> Work order:
Transcribe the lines of the records starting with the one that has "Please mark the wet" in it and ending with the last, and transcribe nothing else.
▽
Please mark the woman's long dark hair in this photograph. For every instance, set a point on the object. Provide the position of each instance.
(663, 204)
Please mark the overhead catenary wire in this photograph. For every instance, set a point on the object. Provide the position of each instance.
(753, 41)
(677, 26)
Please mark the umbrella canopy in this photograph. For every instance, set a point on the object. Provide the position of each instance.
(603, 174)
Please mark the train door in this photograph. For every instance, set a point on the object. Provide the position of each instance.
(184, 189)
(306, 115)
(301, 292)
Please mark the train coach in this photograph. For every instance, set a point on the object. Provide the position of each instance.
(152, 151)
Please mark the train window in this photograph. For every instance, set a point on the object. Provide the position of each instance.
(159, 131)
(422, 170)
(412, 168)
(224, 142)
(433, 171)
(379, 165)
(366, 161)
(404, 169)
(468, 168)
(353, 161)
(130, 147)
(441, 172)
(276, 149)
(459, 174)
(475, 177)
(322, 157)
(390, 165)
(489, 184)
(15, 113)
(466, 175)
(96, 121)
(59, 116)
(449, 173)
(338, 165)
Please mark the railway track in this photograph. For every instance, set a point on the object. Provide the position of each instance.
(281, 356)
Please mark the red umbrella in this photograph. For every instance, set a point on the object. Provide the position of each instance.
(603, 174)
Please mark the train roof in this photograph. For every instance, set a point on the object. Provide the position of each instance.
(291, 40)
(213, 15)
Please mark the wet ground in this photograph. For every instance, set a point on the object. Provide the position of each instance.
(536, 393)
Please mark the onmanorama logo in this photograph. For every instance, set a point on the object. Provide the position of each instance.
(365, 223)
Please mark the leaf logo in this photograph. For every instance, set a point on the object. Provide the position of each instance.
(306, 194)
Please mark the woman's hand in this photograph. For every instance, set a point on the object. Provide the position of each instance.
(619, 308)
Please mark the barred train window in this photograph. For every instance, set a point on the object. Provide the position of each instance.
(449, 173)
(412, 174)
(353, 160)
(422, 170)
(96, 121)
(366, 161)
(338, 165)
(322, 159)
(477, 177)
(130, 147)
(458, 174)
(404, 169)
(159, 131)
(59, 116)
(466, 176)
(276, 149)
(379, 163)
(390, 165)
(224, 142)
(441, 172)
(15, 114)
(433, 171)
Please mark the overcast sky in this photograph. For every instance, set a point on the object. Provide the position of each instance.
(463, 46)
△
> Answer for this exercise:
Please mark the wet ground in this photograph. For every instance, set a point on the object. Provide the position of each instance.
(536, 393)
Please mark the onmanorama logo in this photograph. For every instance, set a point on the object. Provide the position of each instance.
(365, 223)
Please mark the leaf logo in this photograph. For every instance, set a point on the object. Provide the position of each instance.
(306, 194)
Please mark the woman's hand in this photograph. For every instance, set a point on the object. Provide the position of each instance.
(619, 308)
Please mark the barred train window in this photograph. For every instance, set a point on the object. Provide the position of each instance.
(449, 173)
(412, 174)
(353, 160)
(422, 170)
(96, 121)
(366, 161)
(338, 165)
(322, 159)
(477, 177)
(130, 147)
(458, 174)
(404, 169)
(159, 131)
(59, 116)
(466, 176)
(276, 149)
(379, 163)
(390, 165)
(224, 142)
(441, 172)
(15, 114)
(433, 171)
Please mark the overcast sky in this photograph. For every instance, set a point on the object. Provide the position of each instance.
(463, 46)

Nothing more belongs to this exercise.